A Carta Pastoral constituída de 159 páginas e distribuída em três capítulos nos faz buscar em nossas raízes históricas e teológicas a compreensão do presente, acrescida da experiência pessoal de um pastor franciscano afeiçoado pela valorização de uma Igreja ministerial, onde todos – todo o Povo de Deus – é parte constitutiva e fundante na edificação do Reino de Deus. A caminhada de evangelização de nossa arquidiocese agora se mescla na experiência de um pastor vindouro das terras do contestado catarinense, onde juntos, planejaremos os próximos passos na evangelização, almejando um futuro que possibilite a transmissão da fé que nos foi confiada no presente. Cada geração tem seus próprios desafios no testemunho e na transmissão do Evangelho, mas o Espírito Santo toca a inteligência e a sabedoria de pastores em ouvir o sensus fidei para interpretar os sinais de cada época e transformá-los em ação pastoral.

Dom Severino é o primeiro bispo que não conheceu pessoalmente Dom Jaime Luiz Coelho, na sua missão episcopal de quarenta anos como pastor desta diocese (1957-1997). Na sua Carta Pastoral reconhece a importância deste intrépido bispo na fundação desta Igreja à luz da efervescência do Concílio Vaticano II (1962-1965), no importante auxílio dos religiosos, na formação de um clero autóctone e na organização pastoral de paróquias e pastorais. Mesmo não conhecendo pessoalmente Dom Jaime, distante há oito anos de sua morte, Dom Severino se utiliza do relato daqueles que testemunharam seu pastoreio, além de buscar nas preciosas páginas do historiador e cronista Padre Orivaldo Robles as informações necessárias para compor o rico mosaico de padres, religiosos e leigos que construíram esta história em nossa diocese. Na sequência menciona os demais bispos que aqui pastorearam, indicando que não veio para fundar uma nova Igreja, mas dar prosseguimento ao caminho iniciado por seus predecessores. Longe de querer rupturas com sua história, Dom Severino deseja colocar um tijolo a mais neste edifício eclesial, evidentemente com sua própria marca, trazendo consigo suas experiências vividas e sua compreensão de Igreja que os tempos novos lhe impõe no exercício episcopal.

A Carta Pastoral tem um tom positivo a respeito da Arquidiocese quando descreve os seus padres e leigos. Apresenta suas diferenças eclesiológicas e geracionais que, muitas vezes geram conflitos e discórdias, mas que ao final das contas prevalece a comunhão eclesial. Dom Severino fala bastante dos padres incentivando-os ao trabalho pastoral em fidelidade ao Concílio Vaticano II, exortando-os para viver o ministério presbiteral de acordo com as orientações da Igreja, sem ostentação e privilégios. Particularmente caro é o seu empenho para com os leigos e os religiosos, pois o bispo além de ser religioso franciscano foi presidente da Comissão para o laicato junto a CNBB, imprimindo-lhe uma forte atenção à formação e organização dos leigos nesta Igreja sinodal que almeja imputar cada vez mais em Maringá. Seja ao clero, ou ao laicato e aos religiosos, para todos exorta a renunciar uma espiritualidade intimista e uma Igreja paralela fora da comunhão eclesial, tão necessária para a catolicidade da Igreja.

* * * * *

• [CONJUNTO DE TAREFAS]
a. Indique se cada afirmação abaixo está de acordo com o texto sobre a Carta Pastoral, justificando com as palavras decisivas do texto citadas literalmente. (i) A Carta Pastoral tem 159 páginas divididas em três capítulos. (ii) Dom Severino conheceu pessoalmente Dom Jaime Luiz Coelho. (iii) Dom Severino foi presidente da Comissão para o laicato junto à CNBB.
b. Dê continuidade ao texto sobre a Carta Pastoral a partir da última frase apresentada.

* * * * *

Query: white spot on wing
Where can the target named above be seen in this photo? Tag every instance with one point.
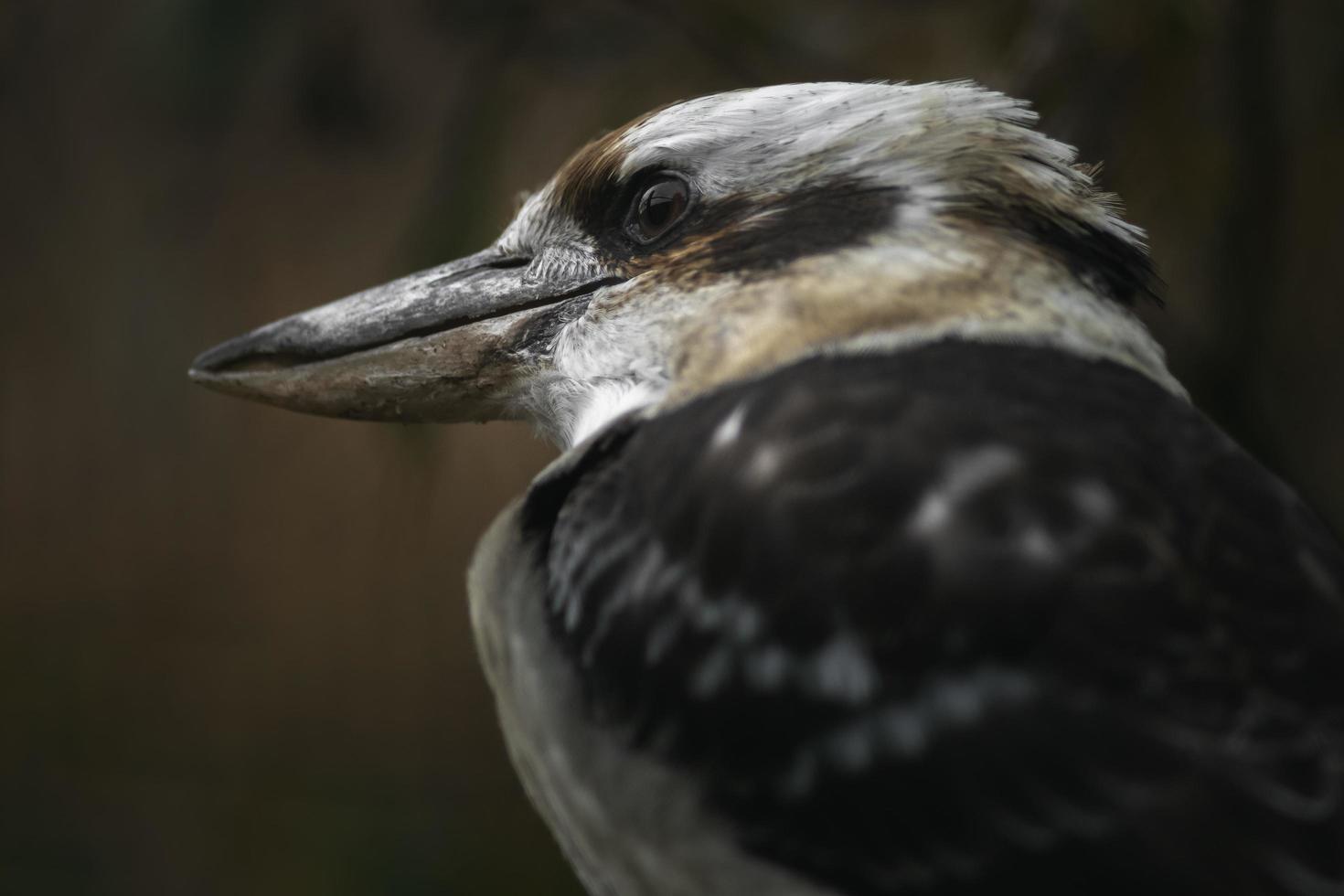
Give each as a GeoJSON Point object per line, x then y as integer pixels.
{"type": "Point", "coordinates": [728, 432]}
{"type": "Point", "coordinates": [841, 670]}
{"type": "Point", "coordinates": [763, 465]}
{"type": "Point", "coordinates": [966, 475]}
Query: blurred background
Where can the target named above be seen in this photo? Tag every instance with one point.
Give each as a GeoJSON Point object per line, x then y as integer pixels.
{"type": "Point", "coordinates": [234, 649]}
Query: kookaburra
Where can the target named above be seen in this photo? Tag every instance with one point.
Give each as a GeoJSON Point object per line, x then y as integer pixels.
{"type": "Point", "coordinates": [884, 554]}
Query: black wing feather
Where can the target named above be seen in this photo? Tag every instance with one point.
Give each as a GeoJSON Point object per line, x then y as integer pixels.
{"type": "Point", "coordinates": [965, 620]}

* * * * *

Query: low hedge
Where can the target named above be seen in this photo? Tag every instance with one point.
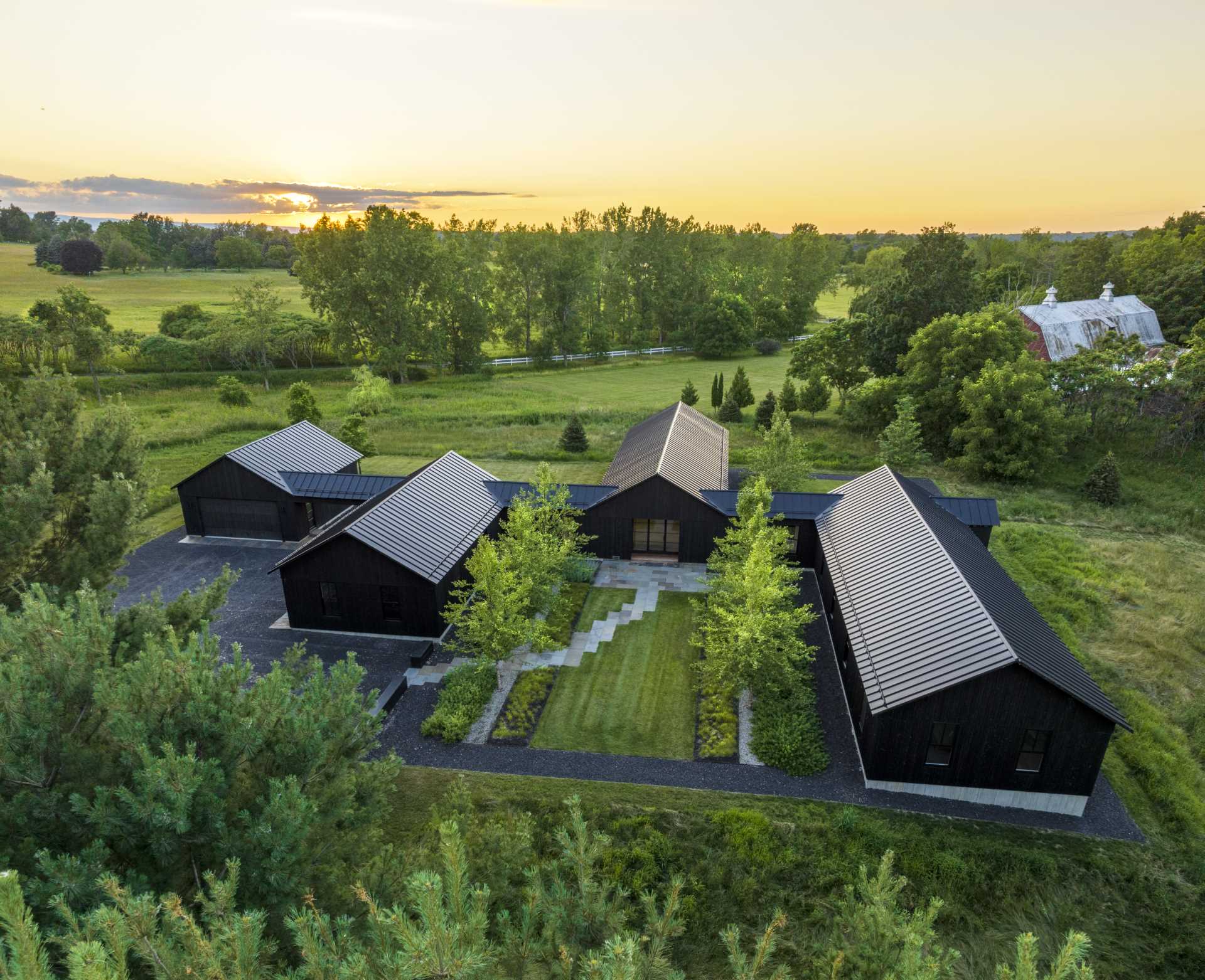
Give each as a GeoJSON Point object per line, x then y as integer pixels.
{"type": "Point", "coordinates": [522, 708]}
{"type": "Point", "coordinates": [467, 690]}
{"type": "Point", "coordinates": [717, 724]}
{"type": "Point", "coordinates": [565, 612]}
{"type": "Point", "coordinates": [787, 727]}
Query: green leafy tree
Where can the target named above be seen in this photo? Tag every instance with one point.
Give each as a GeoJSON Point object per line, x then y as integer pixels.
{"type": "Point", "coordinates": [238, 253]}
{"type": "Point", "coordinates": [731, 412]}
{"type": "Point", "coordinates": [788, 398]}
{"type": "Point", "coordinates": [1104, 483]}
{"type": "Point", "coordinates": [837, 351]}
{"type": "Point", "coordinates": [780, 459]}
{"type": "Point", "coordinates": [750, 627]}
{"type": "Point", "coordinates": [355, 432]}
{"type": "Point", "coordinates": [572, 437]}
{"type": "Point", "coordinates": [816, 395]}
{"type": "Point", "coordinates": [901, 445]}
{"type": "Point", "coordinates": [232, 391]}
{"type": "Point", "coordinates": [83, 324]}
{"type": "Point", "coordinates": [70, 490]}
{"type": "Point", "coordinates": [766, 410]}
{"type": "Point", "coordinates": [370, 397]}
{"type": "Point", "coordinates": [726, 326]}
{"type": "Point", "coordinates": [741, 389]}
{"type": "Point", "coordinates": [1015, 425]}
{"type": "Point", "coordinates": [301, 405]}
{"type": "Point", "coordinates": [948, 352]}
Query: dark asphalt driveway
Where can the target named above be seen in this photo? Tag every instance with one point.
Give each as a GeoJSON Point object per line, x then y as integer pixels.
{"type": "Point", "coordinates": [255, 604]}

* * * * *

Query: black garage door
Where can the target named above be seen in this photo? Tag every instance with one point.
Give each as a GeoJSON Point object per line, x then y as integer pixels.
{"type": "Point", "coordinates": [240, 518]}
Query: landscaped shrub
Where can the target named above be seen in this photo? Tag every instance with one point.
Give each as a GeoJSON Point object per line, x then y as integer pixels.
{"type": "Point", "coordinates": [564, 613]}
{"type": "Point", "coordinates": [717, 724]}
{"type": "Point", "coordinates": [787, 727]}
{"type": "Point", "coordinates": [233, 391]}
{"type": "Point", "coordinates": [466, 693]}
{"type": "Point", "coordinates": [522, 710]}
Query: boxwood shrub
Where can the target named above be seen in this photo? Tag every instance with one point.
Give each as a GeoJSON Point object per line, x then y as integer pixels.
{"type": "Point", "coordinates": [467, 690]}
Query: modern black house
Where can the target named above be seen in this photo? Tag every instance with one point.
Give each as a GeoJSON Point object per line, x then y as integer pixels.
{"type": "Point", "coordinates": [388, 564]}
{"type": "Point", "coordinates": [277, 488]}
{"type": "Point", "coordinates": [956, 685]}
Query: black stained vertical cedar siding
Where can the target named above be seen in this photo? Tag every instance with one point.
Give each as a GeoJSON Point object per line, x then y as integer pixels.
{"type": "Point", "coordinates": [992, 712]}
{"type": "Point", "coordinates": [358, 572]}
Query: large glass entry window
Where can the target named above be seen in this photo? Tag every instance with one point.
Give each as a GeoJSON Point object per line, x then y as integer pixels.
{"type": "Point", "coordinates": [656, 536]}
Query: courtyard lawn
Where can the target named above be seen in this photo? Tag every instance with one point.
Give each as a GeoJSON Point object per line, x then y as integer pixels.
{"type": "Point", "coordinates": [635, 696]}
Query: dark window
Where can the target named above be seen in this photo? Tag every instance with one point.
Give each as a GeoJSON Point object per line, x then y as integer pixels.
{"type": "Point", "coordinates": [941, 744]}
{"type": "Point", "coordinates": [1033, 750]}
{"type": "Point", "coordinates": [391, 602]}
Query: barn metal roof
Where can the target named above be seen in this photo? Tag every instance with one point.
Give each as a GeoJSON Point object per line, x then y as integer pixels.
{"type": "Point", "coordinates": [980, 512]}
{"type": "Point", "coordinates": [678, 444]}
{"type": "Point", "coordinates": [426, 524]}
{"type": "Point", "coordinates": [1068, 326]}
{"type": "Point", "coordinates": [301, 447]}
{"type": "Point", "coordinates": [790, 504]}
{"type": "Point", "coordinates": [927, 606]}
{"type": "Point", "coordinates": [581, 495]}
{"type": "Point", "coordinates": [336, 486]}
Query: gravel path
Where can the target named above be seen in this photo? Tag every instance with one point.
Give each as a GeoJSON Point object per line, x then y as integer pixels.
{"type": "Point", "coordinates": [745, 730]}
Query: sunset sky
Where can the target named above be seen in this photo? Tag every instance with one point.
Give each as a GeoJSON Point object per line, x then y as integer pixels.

* * * * *

• [RESPOSTAS POR TAREFA]
a.
(i) Sim: "A Carta Pastoral constituída de 159 páginas e distribuída em três capítulos".
(ii) Não: "Dom Severino é o primeiro bispo que não conheceu pessoalmente Dom Jaime Luiz Coelho".
(iii) Sim: "foi presidente da Comissão para o laicato junto a CNBB".

b.
O bispo também disponibiliza a Arquidiocese de Maringá na construção de uma sociedade onde a vida civil seja possível a todas as pessoas, indistintamente. A Igreja nunca se imiscuiu de colaborar na resolução dos problemas da cidade, buscando junto com as autoridades políticas e o poder público, consensos e tratativas que favoreçam o interesse coletivo, sobretudo dos mais pobres. Aliás, nossa arquidiocese acompanha o desenvolvimento da cidade, sendo nossas paróquias testemunhas vivas que o surgimento de um novo bairro é a certeza do surgimento de uma nova comunidade cristã. O bispo reivindica uma cidade para todos sem exclusão de ninguém, chama a atenção das autoridades políticas e exorta os fiéis a combater o preconceito de cor, gênero, religião, a desigualdade social, as condições econômicas precárias de muitas famílias, entre tantas situações de sofrimento que abatem a população. O clamor e exortação do pastor se estendem para o cuidado com a natureza, preservando nossas matas e rios, sendo cuidadores da casa comum.

Por fim, o bispo convida a todos para dialogar com ele a respeito da evangelização para os próximos anos. Sua marca pessoal no governo desta Igreja começa na preocupação de dar maior agilidade e qualidade na ação evangelizadora das pastorais, movimentos eclesiais, serviços e organismos presentes na diocese. Aquilo que inicialmente o bispo apelidou de “guarda-chuva”, se referindo ao conjunto de trabalhos que convergem para uma mesma ou semelhante ação pastoral, Dom Severino propõe reorganizar todas as forças vivas em três categorias pastorais: dimensões, setores e comissões. A primeira dela contempla três dimensões: a dimensão de comunhão missionária, quando se atenta para a vida interna de uma comunidade; a dimensão sociotransformadora, tendo na Cáritas diocesana o eixo dinamizador de todas as iniciativas sociais da Igreja; e por fim, a dimensão do diálogo Igreja e sociedade, em vista de possibilitar o encontro fraterno e a troca de experiências com outras denominações cristãs e outras religiões não-cristãs. Na sequência propõe impulsionar algumas iniciativas em setores, fortalecendo aqueles que já existem ou mesmo constituindo novos setores. A família, a juventude, a comunicação e os movimentos eclesiais/novas comunidades são os titulares destes setores que se pretende fazer uma ação evangelizadora comum, respeitando, evidentemente, a especificidade e o carisma de cada um dos segmentos. A unidade na diversidade. E, por último, o bispo propõe constituir duas comissões, onde todos os segmentos da arquidiocese devem se envolver: a iniciação à vida cristã e a formação sistemática e permanente do laicato.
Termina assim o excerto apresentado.